The data
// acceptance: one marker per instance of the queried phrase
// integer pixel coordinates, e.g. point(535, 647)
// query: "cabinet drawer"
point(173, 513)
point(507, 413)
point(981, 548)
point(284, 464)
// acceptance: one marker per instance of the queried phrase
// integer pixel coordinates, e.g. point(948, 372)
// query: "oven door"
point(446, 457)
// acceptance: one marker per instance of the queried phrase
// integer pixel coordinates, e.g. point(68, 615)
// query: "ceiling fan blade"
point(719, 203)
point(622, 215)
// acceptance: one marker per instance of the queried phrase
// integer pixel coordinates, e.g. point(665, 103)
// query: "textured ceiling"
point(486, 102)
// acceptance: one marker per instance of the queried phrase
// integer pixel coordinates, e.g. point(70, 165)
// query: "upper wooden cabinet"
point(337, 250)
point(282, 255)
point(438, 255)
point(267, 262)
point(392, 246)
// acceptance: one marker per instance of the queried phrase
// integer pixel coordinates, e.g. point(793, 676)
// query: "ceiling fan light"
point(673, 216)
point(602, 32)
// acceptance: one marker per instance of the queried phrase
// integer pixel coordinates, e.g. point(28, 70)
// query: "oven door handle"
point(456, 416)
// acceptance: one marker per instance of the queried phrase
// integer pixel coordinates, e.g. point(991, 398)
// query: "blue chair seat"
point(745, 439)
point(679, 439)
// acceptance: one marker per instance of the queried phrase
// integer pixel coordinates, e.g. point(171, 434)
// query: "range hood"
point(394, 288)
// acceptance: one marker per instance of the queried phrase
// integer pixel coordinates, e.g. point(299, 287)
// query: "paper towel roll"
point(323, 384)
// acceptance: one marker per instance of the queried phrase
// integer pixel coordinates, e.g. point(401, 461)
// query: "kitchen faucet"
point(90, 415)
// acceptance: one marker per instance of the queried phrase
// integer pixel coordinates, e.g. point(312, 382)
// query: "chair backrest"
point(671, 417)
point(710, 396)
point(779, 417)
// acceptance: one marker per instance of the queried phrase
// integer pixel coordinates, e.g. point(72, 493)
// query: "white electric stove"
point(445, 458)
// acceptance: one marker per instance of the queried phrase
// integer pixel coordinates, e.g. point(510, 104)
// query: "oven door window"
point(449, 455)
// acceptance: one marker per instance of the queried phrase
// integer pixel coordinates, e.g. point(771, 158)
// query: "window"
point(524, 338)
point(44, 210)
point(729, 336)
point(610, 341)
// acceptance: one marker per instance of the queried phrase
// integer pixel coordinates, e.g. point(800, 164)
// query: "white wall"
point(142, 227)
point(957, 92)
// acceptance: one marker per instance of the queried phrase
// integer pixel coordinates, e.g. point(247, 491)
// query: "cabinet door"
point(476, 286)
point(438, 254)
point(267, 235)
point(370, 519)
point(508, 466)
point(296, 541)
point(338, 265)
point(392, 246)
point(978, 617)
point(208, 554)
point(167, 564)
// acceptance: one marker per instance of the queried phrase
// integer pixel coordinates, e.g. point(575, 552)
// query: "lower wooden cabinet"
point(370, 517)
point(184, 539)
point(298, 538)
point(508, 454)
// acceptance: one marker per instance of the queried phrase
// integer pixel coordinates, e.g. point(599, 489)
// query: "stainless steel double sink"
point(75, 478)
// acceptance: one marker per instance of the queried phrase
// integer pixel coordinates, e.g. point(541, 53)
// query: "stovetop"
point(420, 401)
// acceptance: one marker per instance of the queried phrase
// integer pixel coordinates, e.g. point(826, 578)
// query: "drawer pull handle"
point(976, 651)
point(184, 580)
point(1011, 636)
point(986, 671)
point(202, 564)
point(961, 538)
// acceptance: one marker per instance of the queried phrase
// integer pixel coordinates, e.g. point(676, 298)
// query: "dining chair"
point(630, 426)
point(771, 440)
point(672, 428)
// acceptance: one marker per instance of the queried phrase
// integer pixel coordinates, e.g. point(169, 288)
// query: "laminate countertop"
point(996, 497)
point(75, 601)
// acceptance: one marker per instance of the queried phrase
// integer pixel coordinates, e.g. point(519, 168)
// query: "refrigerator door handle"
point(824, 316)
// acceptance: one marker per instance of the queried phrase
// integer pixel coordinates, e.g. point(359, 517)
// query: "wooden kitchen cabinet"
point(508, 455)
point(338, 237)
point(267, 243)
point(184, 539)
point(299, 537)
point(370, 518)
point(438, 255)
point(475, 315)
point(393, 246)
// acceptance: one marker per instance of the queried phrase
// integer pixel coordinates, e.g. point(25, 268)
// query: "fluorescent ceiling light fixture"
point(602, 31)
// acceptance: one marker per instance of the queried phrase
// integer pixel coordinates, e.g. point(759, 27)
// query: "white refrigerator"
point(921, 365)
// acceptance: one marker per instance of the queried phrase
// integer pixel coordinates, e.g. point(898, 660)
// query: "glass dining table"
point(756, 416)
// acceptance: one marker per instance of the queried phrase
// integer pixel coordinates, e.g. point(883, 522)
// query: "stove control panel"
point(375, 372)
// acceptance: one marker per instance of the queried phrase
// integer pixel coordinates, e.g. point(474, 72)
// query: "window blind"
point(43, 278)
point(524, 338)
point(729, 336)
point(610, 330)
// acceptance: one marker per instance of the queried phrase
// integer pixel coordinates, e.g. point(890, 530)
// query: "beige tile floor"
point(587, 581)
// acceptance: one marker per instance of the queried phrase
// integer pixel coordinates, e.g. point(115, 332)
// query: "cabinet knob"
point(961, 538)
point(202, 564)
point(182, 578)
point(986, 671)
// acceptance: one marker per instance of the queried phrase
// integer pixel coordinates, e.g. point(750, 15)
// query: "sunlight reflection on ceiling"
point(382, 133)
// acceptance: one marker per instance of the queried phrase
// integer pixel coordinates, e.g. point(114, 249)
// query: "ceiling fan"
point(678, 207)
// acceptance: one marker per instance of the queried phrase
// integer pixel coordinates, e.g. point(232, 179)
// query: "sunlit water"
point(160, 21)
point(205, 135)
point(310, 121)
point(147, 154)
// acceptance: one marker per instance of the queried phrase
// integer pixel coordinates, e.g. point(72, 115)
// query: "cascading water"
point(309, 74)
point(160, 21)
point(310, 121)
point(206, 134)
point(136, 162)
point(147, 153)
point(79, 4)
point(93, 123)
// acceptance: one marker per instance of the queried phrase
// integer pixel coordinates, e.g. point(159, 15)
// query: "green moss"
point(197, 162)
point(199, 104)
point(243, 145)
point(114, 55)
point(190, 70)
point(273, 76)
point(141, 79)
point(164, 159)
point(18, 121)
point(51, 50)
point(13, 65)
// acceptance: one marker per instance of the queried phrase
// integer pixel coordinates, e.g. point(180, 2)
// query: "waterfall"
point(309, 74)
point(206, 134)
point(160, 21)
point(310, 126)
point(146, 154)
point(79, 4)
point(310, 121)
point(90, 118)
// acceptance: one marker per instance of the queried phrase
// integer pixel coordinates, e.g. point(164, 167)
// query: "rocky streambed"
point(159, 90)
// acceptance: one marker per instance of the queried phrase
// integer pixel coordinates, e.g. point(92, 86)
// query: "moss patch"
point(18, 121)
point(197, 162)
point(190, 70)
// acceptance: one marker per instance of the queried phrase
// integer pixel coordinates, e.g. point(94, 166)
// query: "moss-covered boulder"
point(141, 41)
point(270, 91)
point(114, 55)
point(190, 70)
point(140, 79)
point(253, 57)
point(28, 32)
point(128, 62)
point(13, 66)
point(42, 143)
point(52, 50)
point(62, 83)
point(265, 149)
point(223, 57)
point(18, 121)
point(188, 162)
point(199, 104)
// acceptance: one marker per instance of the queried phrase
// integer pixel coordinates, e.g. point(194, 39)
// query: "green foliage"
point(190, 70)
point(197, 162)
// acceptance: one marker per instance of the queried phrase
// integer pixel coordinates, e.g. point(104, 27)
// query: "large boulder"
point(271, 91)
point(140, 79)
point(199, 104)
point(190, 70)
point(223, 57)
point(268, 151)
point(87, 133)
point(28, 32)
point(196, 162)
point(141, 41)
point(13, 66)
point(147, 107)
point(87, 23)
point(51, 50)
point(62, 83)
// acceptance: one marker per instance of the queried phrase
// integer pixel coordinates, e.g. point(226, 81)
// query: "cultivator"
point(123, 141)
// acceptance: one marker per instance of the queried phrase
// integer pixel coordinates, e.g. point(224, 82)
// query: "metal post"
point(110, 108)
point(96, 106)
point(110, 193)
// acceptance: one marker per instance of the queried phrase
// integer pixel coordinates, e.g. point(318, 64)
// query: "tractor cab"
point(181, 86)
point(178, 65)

What you have to do
Can you write out the lines above, from the first one through the one containing "e.g. point(68, 615)", exactly as they appear and nothing more?

Written answer
// acceptance: one marker per instance of the queried phrase
// integer pixel coordinates, e.g. point(535, 647)
// query: "cabinet drawer"
point(173, 513)
point(507, 413)
point(981, 548)
point(284, 464)
// acceptance: one marker per instance of the queried phrase
// integer pixel coordinates, e.g. point(948, 372)
// query: "oven door"
point(446, 457)
// acceptance: one marker per instance of the queried phrase
// integer pixel coordinates, e.g. point(68, 615)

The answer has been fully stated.